[Exercise set]:
1. Reproduce everything in the governance passage from "The parameters of" down to "improvement and rethinking." without changing a word.
2. Write the next part of the essay on government-by-smartphone, picking up right after its final sentence.

[Excerpted passage]:
--- START ---
Consider our political reality. Congress has a 10% approval rating and both sides hate the other’s presidential candidate. The electorate is at each other’s throats, the media serves the state, the law enforcement agencies serve a political party, and the state serves itself. As governance goes, it is about as crappy as it could be; really no different than any other third-world government. And all the while, we all, supposedly, or theoretically, wish that we had good governance. So what would good governance look like?
The parameters of good governance is a high approval rating from the public and a lack of corruption. It would be effective at addressing problems and at the very least, the same problems wouldn’t persist for decades. The fact that our current government not only does it not fix problems, it exacerbates them means that we need to be able to accept the fact that our current structure of government leaves expansive room for improvement and rethinking.
A great irony is that among a sea of people, a simple and apparently too obvious a solution is readily available and that is government-by-smartphone, where every citizen is a voting member in their community’s online legislature and every community is semi-sovereign unto itself. Under such a system of governance, it is not necessary to manipulate and propagandize the entire population into a shoe of one size, it is ultimately inclusive, and everybody gets what they want except for a would-be dictatorial ruling class.
Every function of a legislature, from proposing bills, to debating them, to seconding them, and to voting on every piece of legislation, is possible with an online legislature. Then, if every community is semi-sovereign, as in being able to decide for themselves issues like affirmative action or abortion etc, then no community would need to concern themselves about the other and there would be no need for opposing sides of the political spectrum to fight to the death for a single ring of power. But most importantly, there would be no concentration of power into a ruling class and potentially no opportunity for corruption.
--- END ---
[Supplied entries]:
--- START ---
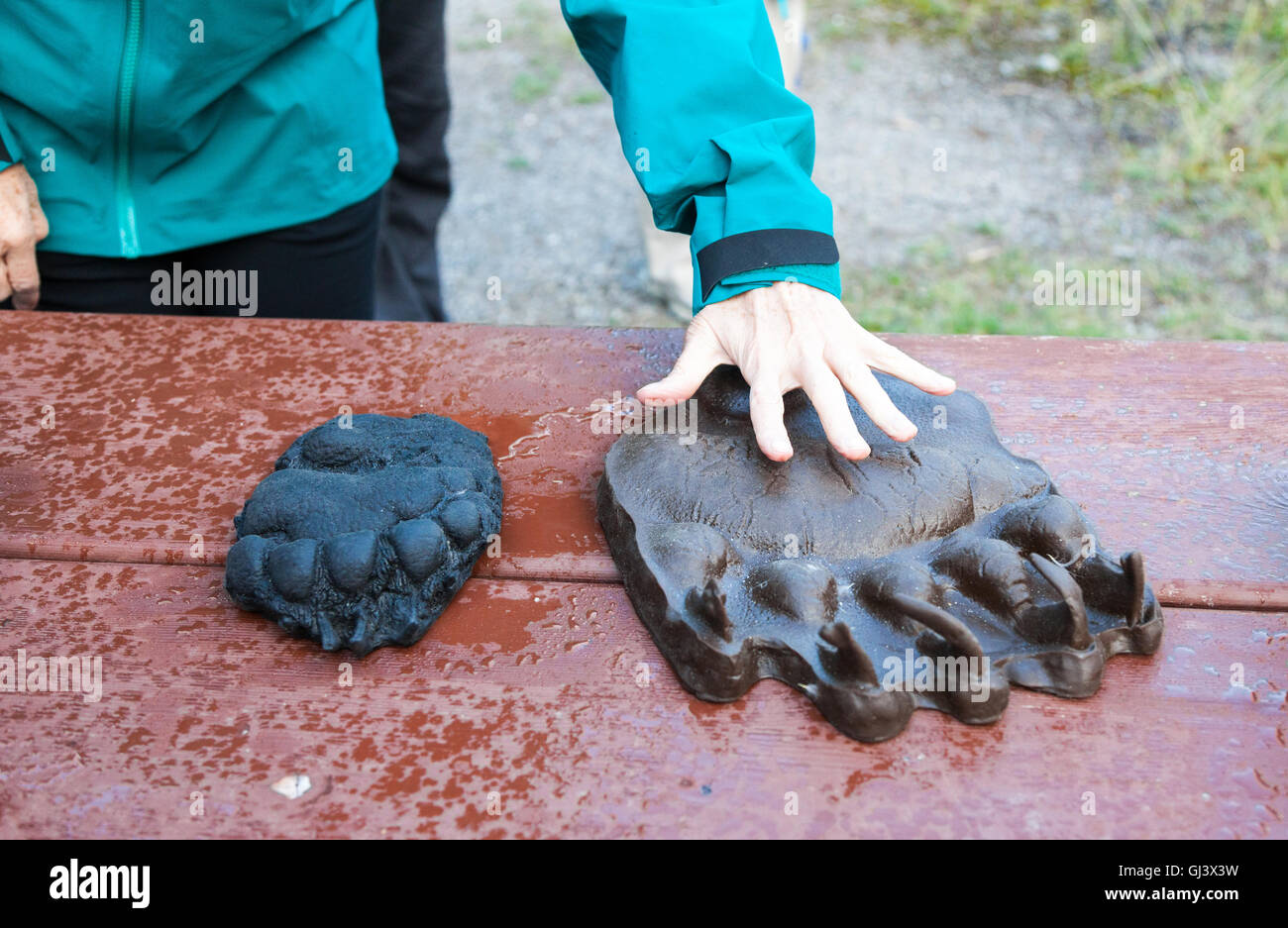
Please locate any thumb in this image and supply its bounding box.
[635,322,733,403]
--- END ---
--- START ---
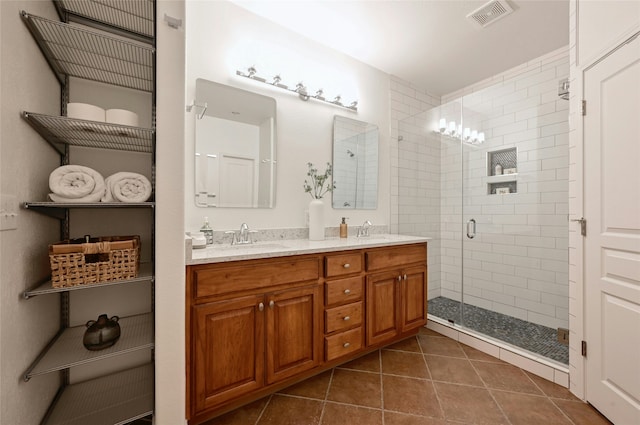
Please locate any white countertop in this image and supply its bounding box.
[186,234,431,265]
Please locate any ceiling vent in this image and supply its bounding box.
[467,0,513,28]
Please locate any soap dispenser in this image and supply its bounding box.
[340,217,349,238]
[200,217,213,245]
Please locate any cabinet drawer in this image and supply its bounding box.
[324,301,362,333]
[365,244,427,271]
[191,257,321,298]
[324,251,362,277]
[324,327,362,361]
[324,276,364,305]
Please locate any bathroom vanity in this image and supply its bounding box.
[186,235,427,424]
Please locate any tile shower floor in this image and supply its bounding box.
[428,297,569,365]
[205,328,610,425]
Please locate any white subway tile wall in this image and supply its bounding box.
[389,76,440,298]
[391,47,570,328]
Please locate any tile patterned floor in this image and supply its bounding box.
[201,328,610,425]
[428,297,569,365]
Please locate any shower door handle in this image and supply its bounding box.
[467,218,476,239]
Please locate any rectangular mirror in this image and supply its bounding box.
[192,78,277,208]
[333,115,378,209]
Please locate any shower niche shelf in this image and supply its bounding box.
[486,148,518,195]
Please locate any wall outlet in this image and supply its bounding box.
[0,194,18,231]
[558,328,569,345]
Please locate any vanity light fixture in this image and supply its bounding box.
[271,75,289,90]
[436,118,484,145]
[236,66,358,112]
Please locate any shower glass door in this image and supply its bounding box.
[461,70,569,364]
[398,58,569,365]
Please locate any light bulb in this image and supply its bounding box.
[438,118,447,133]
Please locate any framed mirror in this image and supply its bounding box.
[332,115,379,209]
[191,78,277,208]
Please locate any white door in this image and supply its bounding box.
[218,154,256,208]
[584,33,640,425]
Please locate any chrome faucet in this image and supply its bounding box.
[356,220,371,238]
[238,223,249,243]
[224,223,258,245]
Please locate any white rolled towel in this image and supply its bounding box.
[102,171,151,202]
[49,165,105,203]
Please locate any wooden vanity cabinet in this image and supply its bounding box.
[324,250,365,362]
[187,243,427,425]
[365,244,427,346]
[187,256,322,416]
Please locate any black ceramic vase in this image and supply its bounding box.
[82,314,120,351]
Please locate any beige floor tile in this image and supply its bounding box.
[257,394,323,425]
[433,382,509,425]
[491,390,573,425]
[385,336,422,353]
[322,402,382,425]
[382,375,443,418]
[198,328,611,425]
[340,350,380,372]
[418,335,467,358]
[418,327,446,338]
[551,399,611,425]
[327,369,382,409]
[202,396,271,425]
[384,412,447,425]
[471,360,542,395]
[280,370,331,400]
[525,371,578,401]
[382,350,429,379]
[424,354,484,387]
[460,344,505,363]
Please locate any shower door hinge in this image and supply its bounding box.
--- END ---
[Task-by-task results]:
1.
The parameters of good governance is a high approval rating from the public and a lack of corruption. It would be effective at addressing problems and at the very least, the same problems wouldn’t persist for decades. The fact that our current government not only does it not fix problems, it exacerbates them means that we need to be able to accept the fact that our current structure of government leaves expansive room for improvement and rethinking.

2.
Then consider the allocation of public resources. Some people think the government should not spend anything on a military while others think it is the only thing on which the government should be spending money. Some subscribe to giving a man a fish while others only subscribe to teaching a man to fish. And most fall somewhere in the middle. However, if every person can allocate their share of the federal budget according to their perspective, then everyone can get what they want as those preferences would be averaged into a collective result.
If we, as a society, continue to cling to an 18th-century, winner-take-all, most-corrupt-organization-wins form of governance that is clearly corrupt to the core and not just ineffective, but legitimately toxic, we will eventually end up at its current trajectory. If we cannot rise to our occasion, and deliberately transition to an inclusive, digital, online, government-by-smartphone form of governance, our current ruling-class, winner-take-all, power-to-the-richest form of government is almost certainly likely to end in nuclear war and societal collapse. And how can it not? The entire premise of a winner-take-all government is to crush everyone under your boot.
So I encourage anyone with ears to hear to fight for a 21-st century form of governance. Fight for citizen-government against an all-powerful, BORG-state of centralized power by only the wealthiest. If you can allow yourself to think about it, Government-by-Smartphone is the obvious solution to the world’s governance woes, perhaps too obvious.